§ Given request
Your task is to print every entry below exactly as given.

START Dataset extract

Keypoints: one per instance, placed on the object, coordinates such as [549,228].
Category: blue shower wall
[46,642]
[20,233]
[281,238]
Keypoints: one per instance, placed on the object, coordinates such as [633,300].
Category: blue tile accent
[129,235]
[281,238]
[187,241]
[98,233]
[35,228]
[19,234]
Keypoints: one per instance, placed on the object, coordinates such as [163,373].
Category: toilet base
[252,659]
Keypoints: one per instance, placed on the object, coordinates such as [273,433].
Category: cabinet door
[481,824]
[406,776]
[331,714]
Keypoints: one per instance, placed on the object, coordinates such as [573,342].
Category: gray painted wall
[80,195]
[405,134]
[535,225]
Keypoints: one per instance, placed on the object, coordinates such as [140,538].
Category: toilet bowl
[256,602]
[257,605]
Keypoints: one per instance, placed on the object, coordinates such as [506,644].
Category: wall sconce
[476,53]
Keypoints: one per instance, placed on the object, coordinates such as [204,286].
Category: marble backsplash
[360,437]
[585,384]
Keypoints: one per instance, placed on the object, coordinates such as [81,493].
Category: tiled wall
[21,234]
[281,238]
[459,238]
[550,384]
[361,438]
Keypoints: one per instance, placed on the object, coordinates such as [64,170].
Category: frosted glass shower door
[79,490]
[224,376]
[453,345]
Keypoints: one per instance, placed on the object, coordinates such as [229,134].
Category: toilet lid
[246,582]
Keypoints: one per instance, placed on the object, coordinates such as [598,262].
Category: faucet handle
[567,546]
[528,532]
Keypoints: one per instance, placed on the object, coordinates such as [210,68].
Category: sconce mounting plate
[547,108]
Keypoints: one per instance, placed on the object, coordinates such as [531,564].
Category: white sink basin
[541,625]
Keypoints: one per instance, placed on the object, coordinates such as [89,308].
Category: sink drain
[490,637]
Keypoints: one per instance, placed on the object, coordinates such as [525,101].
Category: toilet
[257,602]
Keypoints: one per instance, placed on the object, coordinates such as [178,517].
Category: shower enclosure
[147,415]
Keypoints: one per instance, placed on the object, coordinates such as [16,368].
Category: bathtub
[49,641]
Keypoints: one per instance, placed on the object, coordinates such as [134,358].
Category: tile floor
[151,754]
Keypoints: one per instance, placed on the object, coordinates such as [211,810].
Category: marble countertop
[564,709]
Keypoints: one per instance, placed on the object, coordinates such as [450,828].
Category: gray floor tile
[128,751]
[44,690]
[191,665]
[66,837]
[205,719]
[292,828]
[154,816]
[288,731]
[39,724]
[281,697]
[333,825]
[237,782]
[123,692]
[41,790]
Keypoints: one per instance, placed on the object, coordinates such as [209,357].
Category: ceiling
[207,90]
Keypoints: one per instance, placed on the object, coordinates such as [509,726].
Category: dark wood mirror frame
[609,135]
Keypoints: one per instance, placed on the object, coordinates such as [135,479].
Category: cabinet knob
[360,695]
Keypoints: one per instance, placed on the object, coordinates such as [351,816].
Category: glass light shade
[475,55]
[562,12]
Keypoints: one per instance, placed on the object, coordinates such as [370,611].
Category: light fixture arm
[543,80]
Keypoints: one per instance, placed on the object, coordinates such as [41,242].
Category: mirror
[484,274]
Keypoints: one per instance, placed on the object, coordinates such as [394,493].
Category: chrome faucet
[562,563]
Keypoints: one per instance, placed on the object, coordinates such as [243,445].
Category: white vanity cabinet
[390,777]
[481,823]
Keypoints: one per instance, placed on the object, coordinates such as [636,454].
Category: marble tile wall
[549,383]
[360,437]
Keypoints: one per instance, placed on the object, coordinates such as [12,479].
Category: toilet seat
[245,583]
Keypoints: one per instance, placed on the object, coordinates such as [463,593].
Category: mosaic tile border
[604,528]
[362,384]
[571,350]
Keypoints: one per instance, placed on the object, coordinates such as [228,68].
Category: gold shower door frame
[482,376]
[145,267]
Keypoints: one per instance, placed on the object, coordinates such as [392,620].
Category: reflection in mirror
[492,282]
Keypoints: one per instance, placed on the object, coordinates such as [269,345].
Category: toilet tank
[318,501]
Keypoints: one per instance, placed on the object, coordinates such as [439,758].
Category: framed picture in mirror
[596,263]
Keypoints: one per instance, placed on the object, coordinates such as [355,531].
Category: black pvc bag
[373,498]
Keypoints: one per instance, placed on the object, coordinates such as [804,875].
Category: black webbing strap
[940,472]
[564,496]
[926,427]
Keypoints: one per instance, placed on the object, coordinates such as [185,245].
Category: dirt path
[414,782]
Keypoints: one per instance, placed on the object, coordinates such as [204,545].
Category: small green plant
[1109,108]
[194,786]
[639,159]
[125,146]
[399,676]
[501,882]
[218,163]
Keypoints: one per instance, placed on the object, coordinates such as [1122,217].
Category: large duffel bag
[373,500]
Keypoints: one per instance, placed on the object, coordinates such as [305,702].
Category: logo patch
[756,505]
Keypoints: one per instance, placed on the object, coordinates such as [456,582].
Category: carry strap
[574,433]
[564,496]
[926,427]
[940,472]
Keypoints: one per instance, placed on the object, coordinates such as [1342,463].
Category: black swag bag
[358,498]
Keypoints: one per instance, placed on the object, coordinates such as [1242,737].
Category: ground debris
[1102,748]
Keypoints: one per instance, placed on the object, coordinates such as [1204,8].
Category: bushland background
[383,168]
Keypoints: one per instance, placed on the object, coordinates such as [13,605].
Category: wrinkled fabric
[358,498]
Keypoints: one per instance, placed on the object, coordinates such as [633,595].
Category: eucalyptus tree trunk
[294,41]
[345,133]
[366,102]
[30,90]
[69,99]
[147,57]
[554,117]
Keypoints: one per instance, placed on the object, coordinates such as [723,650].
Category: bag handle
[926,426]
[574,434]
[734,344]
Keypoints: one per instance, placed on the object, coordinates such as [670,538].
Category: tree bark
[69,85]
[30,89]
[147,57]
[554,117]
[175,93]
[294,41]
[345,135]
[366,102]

END Dataset extract

§ Reply to the task
Keypoints: one per instance, placed on the object, coordinates such as [549,228].
Category: blue shower wall
[46,642]
[20,233]
[281,238]
Keypoints: one per instance, placed on the object, coordinates such as [633,300].
Category: blue tile accent
[129,235]
[281,238]
[187,241]
[98,233]
[35,228]
[19,234]
Keypoints: one per instance, placed on the object, coordinates such as [163,373].
Category: toilet base
[252,659]
Keypoints: one per instance, placed on the object, coordinates such as [273,433].
Category: cabinet door
[481,824]
[406,776]
[331,714]
Keypoints: one per instance, placed on the object, coordinates such as [573,342].
Category: gray painted wall
[80,195]
[405,134]
[535,225]
Keypoints: one per instance, placed on the object, coordinates such as [140,538].
Category: toilet bowl
[256,602]
[257,605]
Keypoints: one per instance, placed on the object, coordinates such as [506,644].
Category: wall sconce
[476,53]
Keypoints: one per instance, placed on the object, coordinates such as [204,286].
Category: marble backsplash
[360,437]
[585,384]
Keypoints: one per instance, placed on the object, coordinates such as [81,493].
Category: tiled wall
[21,234]
[281,238]
[459,238]
[550,384]
[361,438]
Keypoints: one per instance, placed on the object, coordinates such as [64,170].
Category: frosted glass shower door
[79,490]
[224,376]
[453,345]
Keypoints: one per instance, placed on the object, coordinates such as [229,134].
Category: toilet lid
[246,582]
Keypoints: one per instance, placed on the object, coordinates such as [598,262].
Category: faucet handle
[567,546]
[528,532]
Keypoints: one per instance, placed on the object, coordinates such as [210,68].
Category: sconce mounting plate
[547,108]
Keypoints: one per instance, placed on the object, coordinates such as [531,564].
Category: white sink basin
[541,625]
Keypoints: one per instance, placed on the object, coordinates such as [89,308].
Category: sink drain
[490,637]
Keypoints: one per instance, placed on the object, coordinates such as [525,101].
Category: toilet
[257,602]
Keypoints: one per instance, placed on the object, coordinates such as [178,517].
Category: shower enclosure
[147,415]
Keypoints: one per instance, placed on the object, coordinates such as [16,368].
Category: bathtub
[49,641]
Keypoints: one per instance, placed on the object, coordinates such as [134,358].
Category: tile floor
[151,754]
Keypoints: one per instance, placed on the object, coordinates such as [211,810].
Category: marble countertop
[564,709]
Keypoints: one per instance, placed on the object, coordinates such as [450,828].
Category: gray floor tile
[128,751]
[44,690]
[191,665]
[66,837]
[205,719]
[292,828]
[154,816]
[288,731]
[39,724]
[281,697]
[333,825]
[237,782]
[123,692]
[41,790]
Keypoints: one per instance, placed on the object, coordinates such as [209,357].
Category: ceiling
[207,90]
Keypoints: one per instance, placed on the object, coordinates such as [509,726].
Category: dark wood mirror frame
[609,135]
Keypoints: one per instance, placed on the object, coordinates such as [135,479].
Category: cabinet knob
[360,695]
Keypoints: one per instance, placed on the object, coordinates such as [351,816].
Category: glass light shade
[475,55]
[562,12]
Keypoints: one per instance, placed on the object, coordinates such as [370,611].
Category: light fixture arm
[543,80]
Keypoints: one per instance, placed on the object, coordinates such as [41,242].
Category: mirror
[484,274]
Keypoints: one per instance, placed on the object, coordinates such as [394,493].
Category: chrome faucet
[562,563]
Keypoints: one per instance, placed on the object, coordinates such as [243,445].
Category: white vanity cabinet
[390,777]
[481,823]
Keypoints: one per instance, placed on the object, coordinates such as [636,454].
Category: marble tile wall
[549,383]
[360,437]
Keypoints: one per instance, placed on the object, coordinates such as [12,479].
Category: toilet seat
[245,583]
Keypoints: one per instance, placed on the object, coordinates such as [463,593].
Category: mosaic tile border
[604,528]
[362,384]
[571,350]
Keypoints: one per instance, placed on the object, coordinates such as [228,68].
Category: gold shower door frame
[482,376]
[145,267]
Keypoints: one per instance, placed on the object, coordinates such as [392,620].
Category: reflection in mirror
[492,282]
Keypoints: one per instance, placed on the object, coordinates such as [269,345].
Category: toilet tank
[318,501]
Keypoints: one per instance, placed on the object, coordinates such as [439,758].
Category: framed picture in mirror
[596,263]
Keypoints: one per instance, placed on the object, coordinates such as [355,531].
Category: black pvc bag
[373,498]
Keypoints: one per instance, placed on the object, coordinates such as [804,875].
Category: black webbing strap
[940,472]
[564,496]
[926,427]
Keypoints: one per instance, placed on the object, coordinates such as [185,245].
Category: dirt path
[414,782]
Keypoints: one per instance, placed on the object, coordinates such as [204,545].
Category: small green plant
[1109,108]
[194,786]
[639,159]
[125,146]
[399,676]
[501,882]
[218,163]
Keypoints: one per instance, placed on the object, coordinates such as [1122,217].
Category: large duffel bag
[373,500]
Keypoints: one per instance, placed on the object, coordinates such as [305,702].
Category: logo patch
[756,505]
Keypoints: one per instance, placed on the object, coordinates such as [456,582].
Category: carry strap
[574,433]
[564,496]
[926,427]
[940,472]
Keypoints: one per instance, placed on the object, coordinates such as [1342,463].
Category: black swag bag
[358,498]
Keypoints: one per instance, placed on the object, coordinates such as [1242,737].
Category: ground debris
[1102,748]
Keypoints: one per instance, placed on the object, coordinates such as [1204,8].
Category: bushland background
[383,168]
Keypoints: one per instance, placed on the object, coordinates such as [13,605].
Category: wrinkled fabric
[358,498]
Keypoints: one per instance, placed on the object, coordinates such as [633,595].
Category: eucalyptus tree trunk
[294,41]
[345,133]
[366,102]
[30,90]
[69,99]
[147,57]
[554,117]
Keypoints: one per instance, placed on the object, coordinates such as [723,650].
Category: bag handle
[926,426]
[574,434]
[734,344]
Keypoints: one per instance, placed on the object, coordinates such as [670,538].
Category: tree bark
[69,85]
[30,89]
[147,57]
[554,117]
[175,93]
[294,41]
[345,135]
[366,102]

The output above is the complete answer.